PROBLEM TO WORK ON - Please transcribe exactly the lines from the one containing "Query: icy lake surface" through the end of the records below, both included, and nothing else.

DATA -
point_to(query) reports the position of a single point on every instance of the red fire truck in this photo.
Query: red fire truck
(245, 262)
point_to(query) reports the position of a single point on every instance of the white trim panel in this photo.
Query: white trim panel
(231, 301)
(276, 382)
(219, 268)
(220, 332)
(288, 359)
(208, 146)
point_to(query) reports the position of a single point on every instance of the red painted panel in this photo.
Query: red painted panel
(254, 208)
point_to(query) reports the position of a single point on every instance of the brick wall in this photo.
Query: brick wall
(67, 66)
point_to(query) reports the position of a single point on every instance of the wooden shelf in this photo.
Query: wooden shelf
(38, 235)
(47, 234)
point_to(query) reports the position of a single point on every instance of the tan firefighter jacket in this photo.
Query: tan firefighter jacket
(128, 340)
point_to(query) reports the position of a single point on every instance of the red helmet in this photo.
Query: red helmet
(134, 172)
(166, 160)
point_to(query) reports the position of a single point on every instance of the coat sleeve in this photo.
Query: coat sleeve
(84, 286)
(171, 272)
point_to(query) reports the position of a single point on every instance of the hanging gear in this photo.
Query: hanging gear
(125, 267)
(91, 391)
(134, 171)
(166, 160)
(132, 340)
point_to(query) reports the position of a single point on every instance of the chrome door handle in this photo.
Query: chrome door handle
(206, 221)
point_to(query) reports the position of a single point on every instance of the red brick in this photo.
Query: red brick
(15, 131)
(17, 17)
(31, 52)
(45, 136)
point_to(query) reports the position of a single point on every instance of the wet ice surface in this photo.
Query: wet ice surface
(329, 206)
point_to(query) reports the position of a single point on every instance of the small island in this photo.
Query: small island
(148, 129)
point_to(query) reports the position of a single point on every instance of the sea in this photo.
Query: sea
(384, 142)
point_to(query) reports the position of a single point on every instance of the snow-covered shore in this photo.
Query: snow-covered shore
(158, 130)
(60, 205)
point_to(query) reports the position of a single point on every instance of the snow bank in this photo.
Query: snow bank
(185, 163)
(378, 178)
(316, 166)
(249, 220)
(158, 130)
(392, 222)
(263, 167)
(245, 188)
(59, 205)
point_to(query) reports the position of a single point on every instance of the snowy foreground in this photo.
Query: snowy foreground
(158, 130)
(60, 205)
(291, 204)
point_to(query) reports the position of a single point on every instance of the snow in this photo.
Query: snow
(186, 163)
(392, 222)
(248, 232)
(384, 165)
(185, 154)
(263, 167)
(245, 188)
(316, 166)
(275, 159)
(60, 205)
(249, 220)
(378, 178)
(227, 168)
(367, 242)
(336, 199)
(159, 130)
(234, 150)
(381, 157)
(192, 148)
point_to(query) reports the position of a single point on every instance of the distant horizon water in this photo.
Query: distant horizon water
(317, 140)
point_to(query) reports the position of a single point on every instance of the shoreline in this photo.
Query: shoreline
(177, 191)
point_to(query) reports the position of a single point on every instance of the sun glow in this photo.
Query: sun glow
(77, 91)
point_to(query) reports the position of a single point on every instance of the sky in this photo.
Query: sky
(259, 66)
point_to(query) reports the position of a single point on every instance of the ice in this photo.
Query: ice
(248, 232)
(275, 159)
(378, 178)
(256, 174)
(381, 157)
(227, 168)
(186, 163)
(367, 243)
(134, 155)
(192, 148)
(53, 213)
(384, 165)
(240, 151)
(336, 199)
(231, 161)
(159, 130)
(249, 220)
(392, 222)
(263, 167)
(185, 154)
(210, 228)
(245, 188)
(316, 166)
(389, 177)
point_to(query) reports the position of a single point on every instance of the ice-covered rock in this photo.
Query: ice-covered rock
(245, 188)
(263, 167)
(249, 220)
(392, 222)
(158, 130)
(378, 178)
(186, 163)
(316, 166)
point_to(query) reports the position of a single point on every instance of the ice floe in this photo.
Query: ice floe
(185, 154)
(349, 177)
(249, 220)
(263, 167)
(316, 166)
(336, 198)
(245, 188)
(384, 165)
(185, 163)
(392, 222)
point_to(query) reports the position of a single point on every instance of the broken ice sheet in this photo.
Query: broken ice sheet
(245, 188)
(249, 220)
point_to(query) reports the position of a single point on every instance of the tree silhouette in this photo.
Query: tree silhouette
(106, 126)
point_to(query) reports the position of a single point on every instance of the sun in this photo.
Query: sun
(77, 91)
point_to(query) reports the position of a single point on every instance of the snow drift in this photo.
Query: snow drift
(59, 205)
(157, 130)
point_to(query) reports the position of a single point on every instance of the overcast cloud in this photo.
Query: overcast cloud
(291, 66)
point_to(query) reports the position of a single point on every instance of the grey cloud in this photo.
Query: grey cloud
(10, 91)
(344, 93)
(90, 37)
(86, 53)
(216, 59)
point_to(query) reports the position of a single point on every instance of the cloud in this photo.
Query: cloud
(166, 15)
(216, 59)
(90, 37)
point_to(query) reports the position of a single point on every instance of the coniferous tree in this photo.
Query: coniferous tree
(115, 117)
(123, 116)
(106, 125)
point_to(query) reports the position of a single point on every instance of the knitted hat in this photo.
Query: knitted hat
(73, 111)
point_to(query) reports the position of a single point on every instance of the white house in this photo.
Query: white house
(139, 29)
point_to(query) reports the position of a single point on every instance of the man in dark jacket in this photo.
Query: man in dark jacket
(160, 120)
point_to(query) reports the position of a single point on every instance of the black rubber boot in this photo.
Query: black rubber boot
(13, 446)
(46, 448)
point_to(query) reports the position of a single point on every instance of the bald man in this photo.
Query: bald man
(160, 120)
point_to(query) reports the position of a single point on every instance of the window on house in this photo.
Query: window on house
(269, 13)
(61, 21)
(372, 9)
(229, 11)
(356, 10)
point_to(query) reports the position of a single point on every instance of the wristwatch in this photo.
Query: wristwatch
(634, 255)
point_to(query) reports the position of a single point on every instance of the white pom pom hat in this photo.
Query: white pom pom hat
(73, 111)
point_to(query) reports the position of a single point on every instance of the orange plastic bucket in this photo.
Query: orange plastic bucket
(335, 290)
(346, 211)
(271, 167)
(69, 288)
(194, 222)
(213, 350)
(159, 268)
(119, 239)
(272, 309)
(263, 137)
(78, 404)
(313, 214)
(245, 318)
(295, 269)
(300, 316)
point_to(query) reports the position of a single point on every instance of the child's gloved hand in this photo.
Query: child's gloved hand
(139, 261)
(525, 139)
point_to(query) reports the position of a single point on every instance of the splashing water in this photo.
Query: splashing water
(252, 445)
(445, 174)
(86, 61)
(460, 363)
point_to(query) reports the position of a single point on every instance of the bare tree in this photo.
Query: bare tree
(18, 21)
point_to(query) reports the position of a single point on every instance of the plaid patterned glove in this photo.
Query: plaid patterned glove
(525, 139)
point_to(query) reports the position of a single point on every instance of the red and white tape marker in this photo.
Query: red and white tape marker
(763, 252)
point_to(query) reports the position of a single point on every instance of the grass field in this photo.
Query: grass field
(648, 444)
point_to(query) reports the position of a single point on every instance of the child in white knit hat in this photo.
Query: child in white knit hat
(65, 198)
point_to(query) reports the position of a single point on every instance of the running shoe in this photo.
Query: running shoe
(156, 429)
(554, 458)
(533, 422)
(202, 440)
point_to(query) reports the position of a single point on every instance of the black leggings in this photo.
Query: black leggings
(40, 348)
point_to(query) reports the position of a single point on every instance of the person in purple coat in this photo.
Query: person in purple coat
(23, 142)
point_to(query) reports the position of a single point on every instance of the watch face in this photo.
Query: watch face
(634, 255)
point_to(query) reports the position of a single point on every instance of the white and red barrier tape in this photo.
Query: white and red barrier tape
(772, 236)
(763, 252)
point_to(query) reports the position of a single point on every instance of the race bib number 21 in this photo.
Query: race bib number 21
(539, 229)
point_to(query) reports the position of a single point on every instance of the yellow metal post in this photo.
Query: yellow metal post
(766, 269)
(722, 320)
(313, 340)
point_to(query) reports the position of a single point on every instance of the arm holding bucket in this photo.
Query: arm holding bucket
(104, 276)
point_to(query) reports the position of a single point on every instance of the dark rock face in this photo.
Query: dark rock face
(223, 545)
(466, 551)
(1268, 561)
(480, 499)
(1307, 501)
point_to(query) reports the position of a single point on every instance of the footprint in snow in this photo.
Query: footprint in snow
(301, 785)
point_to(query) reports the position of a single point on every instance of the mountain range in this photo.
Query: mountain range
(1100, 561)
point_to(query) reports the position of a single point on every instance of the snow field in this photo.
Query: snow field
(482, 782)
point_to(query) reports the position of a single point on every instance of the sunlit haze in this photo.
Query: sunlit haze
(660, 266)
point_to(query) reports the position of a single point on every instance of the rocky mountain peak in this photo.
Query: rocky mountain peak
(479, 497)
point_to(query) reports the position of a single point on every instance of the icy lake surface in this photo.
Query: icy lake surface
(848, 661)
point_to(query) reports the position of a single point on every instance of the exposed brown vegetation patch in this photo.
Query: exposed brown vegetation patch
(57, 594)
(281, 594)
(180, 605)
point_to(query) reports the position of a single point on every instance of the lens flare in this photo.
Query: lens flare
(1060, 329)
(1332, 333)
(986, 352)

WRITTEN ANSWER -
Query: icy lake surface
(848, 661)
point_to(query) reports the position of a single point on every instance of the exposed brown vegetation patch in this photo.
Query: exposed brown vegetation patch
(57, 594)
(281, 594)
(180, 605)
point_to(query) reports the position of a single point on every instance of the lens flare in this photo.
Query: lens flare
(1060, 329)
(1332, 333)
(986, 352)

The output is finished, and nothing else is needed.